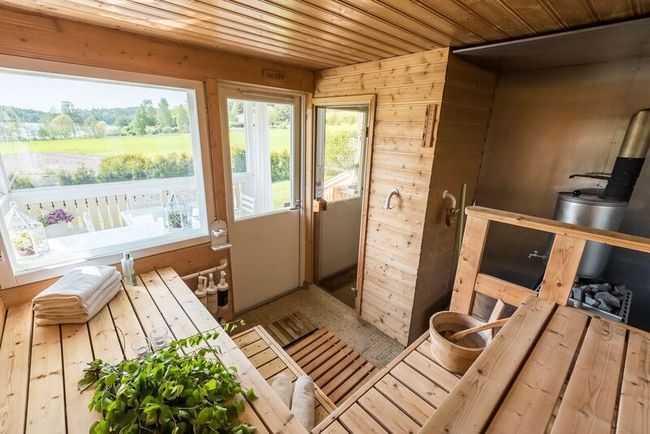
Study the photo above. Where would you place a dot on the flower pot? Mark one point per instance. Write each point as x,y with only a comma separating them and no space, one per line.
57,230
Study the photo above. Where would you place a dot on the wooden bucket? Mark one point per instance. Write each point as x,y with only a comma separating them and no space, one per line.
456,357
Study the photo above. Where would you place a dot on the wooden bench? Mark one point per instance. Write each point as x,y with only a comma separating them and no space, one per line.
405,395
399,398
270,360
40,365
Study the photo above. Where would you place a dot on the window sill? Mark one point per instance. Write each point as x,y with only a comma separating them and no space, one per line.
39,269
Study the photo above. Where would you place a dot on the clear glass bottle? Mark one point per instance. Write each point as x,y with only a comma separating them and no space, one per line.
176,214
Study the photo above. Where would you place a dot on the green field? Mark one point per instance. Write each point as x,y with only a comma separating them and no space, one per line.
146,145
105,146
280,191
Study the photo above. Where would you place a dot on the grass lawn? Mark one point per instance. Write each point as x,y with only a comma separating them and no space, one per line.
280,191
146,145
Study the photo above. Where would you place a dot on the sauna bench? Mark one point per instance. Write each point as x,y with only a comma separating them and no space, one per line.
402,396
41,365
270,359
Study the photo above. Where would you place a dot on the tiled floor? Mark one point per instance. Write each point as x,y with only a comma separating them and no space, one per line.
326,311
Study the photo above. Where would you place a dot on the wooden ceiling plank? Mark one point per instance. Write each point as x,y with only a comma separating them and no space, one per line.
457,13
235,39
432,17
573,13
327,22
368,13
499,17
36,36
425,57
105,17
291,22
224,26
535,13
298,34
609,10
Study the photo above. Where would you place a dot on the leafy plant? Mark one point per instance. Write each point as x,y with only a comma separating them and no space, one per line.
179,389
23,243
55,216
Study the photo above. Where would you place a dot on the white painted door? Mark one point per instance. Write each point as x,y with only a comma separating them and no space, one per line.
262,137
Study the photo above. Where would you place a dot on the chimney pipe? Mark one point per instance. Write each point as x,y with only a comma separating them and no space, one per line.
629,162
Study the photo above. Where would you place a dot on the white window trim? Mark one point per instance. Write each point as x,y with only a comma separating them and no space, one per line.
9,278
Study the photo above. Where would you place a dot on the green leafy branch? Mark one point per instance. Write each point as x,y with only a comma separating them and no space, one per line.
182,388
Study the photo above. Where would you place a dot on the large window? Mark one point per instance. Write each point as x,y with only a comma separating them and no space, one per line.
93,167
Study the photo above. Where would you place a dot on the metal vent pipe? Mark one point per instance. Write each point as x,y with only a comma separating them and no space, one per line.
629,162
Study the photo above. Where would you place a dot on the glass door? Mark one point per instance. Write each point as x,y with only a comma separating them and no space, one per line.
262,134
341,148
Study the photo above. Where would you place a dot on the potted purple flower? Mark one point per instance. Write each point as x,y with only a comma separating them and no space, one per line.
56,222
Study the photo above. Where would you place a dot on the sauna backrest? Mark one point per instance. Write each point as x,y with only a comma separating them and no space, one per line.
561,269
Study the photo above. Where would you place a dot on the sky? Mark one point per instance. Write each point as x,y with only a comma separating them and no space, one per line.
43,92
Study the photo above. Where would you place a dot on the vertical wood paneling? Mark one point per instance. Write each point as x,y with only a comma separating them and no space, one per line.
404,86
460,140
395,244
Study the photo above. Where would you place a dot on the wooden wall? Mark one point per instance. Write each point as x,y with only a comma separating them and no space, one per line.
402,242
55,39
460,142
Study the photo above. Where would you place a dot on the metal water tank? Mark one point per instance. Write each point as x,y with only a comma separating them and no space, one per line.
593,210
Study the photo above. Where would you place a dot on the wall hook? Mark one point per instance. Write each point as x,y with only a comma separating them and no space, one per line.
451,212
387,203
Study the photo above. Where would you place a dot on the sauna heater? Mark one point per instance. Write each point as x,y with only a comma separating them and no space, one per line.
605,209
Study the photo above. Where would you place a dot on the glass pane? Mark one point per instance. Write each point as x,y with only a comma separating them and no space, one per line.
102,165
341,134
261,137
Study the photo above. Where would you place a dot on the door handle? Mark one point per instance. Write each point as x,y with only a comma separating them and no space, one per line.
319,204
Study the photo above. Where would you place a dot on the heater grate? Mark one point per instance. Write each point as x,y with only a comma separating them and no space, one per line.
621,316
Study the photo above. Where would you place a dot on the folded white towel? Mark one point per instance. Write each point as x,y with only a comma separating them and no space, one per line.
76,317
283,387
66,304
78,285
302,403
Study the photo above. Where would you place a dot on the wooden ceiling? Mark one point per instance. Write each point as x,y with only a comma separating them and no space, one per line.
325,33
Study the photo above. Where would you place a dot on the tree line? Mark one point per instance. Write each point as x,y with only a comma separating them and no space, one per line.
69,121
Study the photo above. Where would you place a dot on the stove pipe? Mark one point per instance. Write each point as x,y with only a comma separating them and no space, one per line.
629,162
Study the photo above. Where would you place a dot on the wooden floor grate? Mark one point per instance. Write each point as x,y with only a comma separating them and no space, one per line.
335,367
290,328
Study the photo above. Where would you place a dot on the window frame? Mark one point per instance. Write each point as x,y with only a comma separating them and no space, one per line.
197,107
243,91
320,132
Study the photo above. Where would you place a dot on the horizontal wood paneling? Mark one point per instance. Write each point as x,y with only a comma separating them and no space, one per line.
329,33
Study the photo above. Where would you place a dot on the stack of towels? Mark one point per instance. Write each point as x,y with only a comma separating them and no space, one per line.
77,296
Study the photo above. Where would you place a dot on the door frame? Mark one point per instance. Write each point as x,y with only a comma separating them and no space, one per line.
352,100
226,89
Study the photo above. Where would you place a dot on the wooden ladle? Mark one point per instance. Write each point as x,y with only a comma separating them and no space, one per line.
488,325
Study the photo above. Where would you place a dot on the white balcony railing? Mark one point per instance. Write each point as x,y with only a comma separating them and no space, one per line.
100,206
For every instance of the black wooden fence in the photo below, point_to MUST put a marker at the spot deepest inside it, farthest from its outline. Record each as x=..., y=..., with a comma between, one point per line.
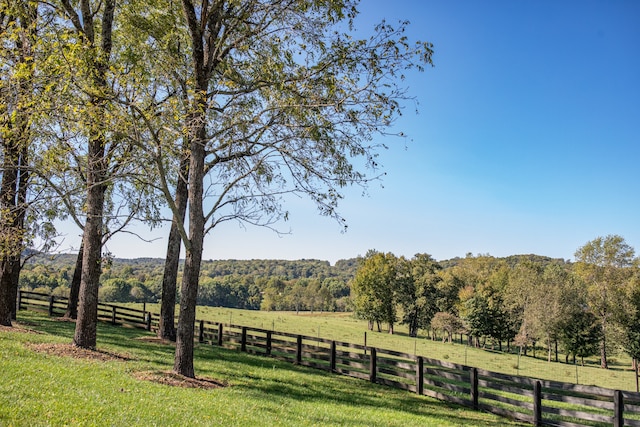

----------------------------------------

- THE PROBLEM: Please output the full listing above exactly, minus any pictures.

- RESULT FOR THIS EXERCISE:
Study the photo above. Where would you place a dot on the flower pot? Mark one point per instance. Write each point as x,y with only a comma separating them and no space, one per line.
57,230
Study the photo above. Where would you place a dot on the wooden bucket? Mark one point per instance. Write each point as x,y with only a comma separating them and no space, one per line.
456,357
Study the photo above. Where would you place a dot on the wooden bench? Mark one point per instance. Write each point as x,y with only a comma separating them and no space, one per line.
405,395
399,398
270,360
40,365
Study the photo above. Where would you place a dot on the window sill? Mark one point per instance. Write each point as x,y with only a comma separating them and no space, one per line.
39,269
Study the photo above. Where would you place a dot on the clear glass bottle? Mark one point per instance. Write each point as x,y with only a comma separating them and no space, one per line.
176,214
Study the photo above. Where would you place a dot on the green field? Mark one point per instance. Write each point as x,y with only a comma separating them and no space, one per line.
146,145
105,146
280,191
Study the photo above. Where would you place a dot on the grass lawn? Mark one point per instance. Write each point as x,y with only a comma separating them and no space, one per line.
280,191
146,145
Study the photo above. Where would you place a dot on the sauna bench? Mark one point per instance. Write each point as x,y with only a comma separating them and no space, one per line.
402,396
41,365
270,359
Study the photo above. Where would you place a dot on the tiled floor? Mark one point per instance. Write each point as x,y with only a comma separating them and no space, one per line.
326,311
Study the photo above. Where would you place a dot on the wooden ceiling plank? Mark one point per instance. Write each point as x,y with only a comma separating them and no space, one per line.
457,13
235,39
432,17
573,13
327,22
368,13
499,17
36,36
425,57
105,17
291,22
224,26
535,13
298,34
609,10
Study the photo above. Where would you place a dot on the leafy plant? Mark one point per instance. Write each point as x,y with only a comma separating them and no space, one per line.
179,389
23,243
55,216
Study the photo above. Where would you place a dot on the white painted door? Mark one point per instance. Write each point as x,y with only a comma separating them and no space, one per line.
262,137
Study the photo above. Where would you place a dot on the chimney pipe? Mark one point per instance. Write each point as x,y with only a comma separating them and no space, one per line.
629,162
Study the photo above. Where would you place a dot on the white window trim? Mark one point per instance. Write each point as x,y with only a comma separating them and no space, one per line.
9,278
Study the photo above. Where would you place a dot on the green leafy branch? Mark one point per instance. Write each point as x,y with only a comma separating them and no space, one per line.
182,388
Study the photo above. Where would you place a dot on the large window? Mark one point per instance. Write each point as x,y with only a comma separating them and no space, one per line.
93,167
Study the photo above. Where would you place a dot on the metal vent pipe? Mark one point per instance. Write each point as x,y with only a comma separating them and no space, one per line.
629,162
Study the photo above. Where would you place a dot on the glass door? Mark one point per instance. Write each point as x,y with only a comma separating them and no space, one per line.
262,134
341,148
Study the photo above. Where would you place a dot on the potted purple flower? Mark one point per instance. Write each point as x,y with only a comma separating them and no space, one per line.
56,222
Study the photo above. Where would you place a dot on the sauna backrest? Mark one point per instance. Write each point as x,y with only a comma separating them and no space, one per line.
561,269
Study the photo above. Where would you place a dot on the sky? Mark one point per instance. Write each point as x,y with only a comma separating them and no space, one per line.
43,92
Study the photo above. Where would you place a dot on the vertical wood paneling? Mark one point per instance. Write each point as x,y with only a comma separating them and no space, one per line.
404,86
460,140
395,244
Study the photo above. Where would you place a dot on the wooden wall? Mark one point per instance. Write each point as x,y with only a comma separating them and no space, one per line.
402,242
55,39
460,142
Study the photo above. Where would you place a dot on the metal water tank? Mark one point per instance. Write each point as x,y with only a comma separating them and no space, one per line.
593,210
Study the photo above. Where would you place a dot on the wall hook? Mark one point per instance. Write each point as x,y with only a comma separating them and no space, one per line.
451,212
387,203
Study the photo above. Where would you place a dot on the sauna heater? Mark one point per instance. Write each point as x,y with only a comma separating them and no space, one per line.
605,209
Study the photo above. Where would you place a dot on the glass pane? Mark one point per instance. Write each point as x,y with only a comma separating them and no space, one per line.
102,165
341,134
261,137
Study the photo above. Where would you place a dot on the door handle? Mark one point per instance. Write each point as x,y with only a comma separating them and no space, one per line.
319,204
Study the photo above. Where would you place a dot on the heater grate? Mark one point per instance. Write each point as x,y with only a comma separating them and no space, one per line.
621,316
Study the photo above. Where would you place a dot on the folded white towel? Mark one point per instance. Write each point as x,y with only a comma separating them and no space, one per line.
76,317
283,387
66,304
78,285
302,403
Study the photo above. Where would you place a dot on the wooden ceiling? Mark one point per instance. Write each point as x,y with only a comma separating them and no space, one per line.
325,33
Study the photo above. Where would you place a dot on the tree line? Mark one point per instance. Write each point as x,y with only a comma separating them and no space, one per line.
69,121
Study the photo above. Where would you place a dot on the stove pipe? Mark one point per instance. Write each point as x,y with only a comma separating them and no space, one per line.
629,162
Study the photo above. Where would you place a dot on the wooden floor grate? Mark one point per instance. Write each point as x,y with only a comma separating them and no space, one per line.
335,367
290,328
Study the photo above. Where would you place a dot on the window frame? Mark one point per instance. Write each point as x,y with only a comma separating them and no space, one per line.
197,107
243,91
320,132
Study the photo above. Where would you place a dot on the horizontal wood paneling? Mark one point per instance. Write each point as x,y with only a comma separating them and no space, one per line.
329,33
Study the photo above. Where would you place a dot on the stack of towels? Mark one point per instance. Write each point as x,y with only a comma separating them and no space, one per line.
77,296
Study the photo above. Where would you place a dot on the door frame? Mark one point per instance. Write each point as x,y with only a comma separating them and no space, one per line.
352,100
226,89
Study the photo above. Where would you place a dot on the wooden ladle? Mark one point per instance. Write each point as x,y with only a comma separating them and no space, one per line.
488,325
Study the photo above. Where would you place a dot on the white balcony railing? Mark one point per instance. Write each point as x,y with only a comma separating them and no space, one per line.
100,206
For every instance of the black wooden fence in the photo below, point_to MUST put a marker at the spot deepest inside it, farthest from its outline. Record each as x=..., y=..., with a comma between, one point per line.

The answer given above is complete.